■ GIVEN DATA
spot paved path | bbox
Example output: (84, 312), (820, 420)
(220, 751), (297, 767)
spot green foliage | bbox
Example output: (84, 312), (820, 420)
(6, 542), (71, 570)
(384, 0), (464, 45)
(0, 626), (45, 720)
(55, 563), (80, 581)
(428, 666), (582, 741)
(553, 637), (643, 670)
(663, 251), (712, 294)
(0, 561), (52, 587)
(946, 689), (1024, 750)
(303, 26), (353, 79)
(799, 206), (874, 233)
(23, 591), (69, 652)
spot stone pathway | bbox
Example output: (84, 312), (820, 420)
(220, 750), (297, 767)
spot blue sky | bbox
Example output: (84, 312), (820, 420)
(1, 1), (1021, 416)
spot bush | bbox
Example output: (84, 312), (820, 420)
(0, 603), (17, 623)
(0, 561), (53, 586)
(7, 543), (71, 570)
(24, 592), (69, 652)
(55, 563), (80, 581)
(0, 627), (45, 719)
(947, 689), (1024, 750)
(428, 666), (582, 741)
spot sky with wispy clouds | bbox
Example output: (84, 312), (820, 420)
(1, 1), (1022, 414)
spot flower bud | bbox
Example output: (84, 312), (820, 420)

■ ASSIGNMENT
When the string "bbox" occurs in a line of the material, that line belongs in the answer.

■ WRITTEN SOLUTION
spot paved path | bbox
spot green foliage | bbox
spot stone pathway | bbox
spot blue sky | bbox
spot bush | bbox
spot sky with wispy clouds | bbox
spot flower bud | bbox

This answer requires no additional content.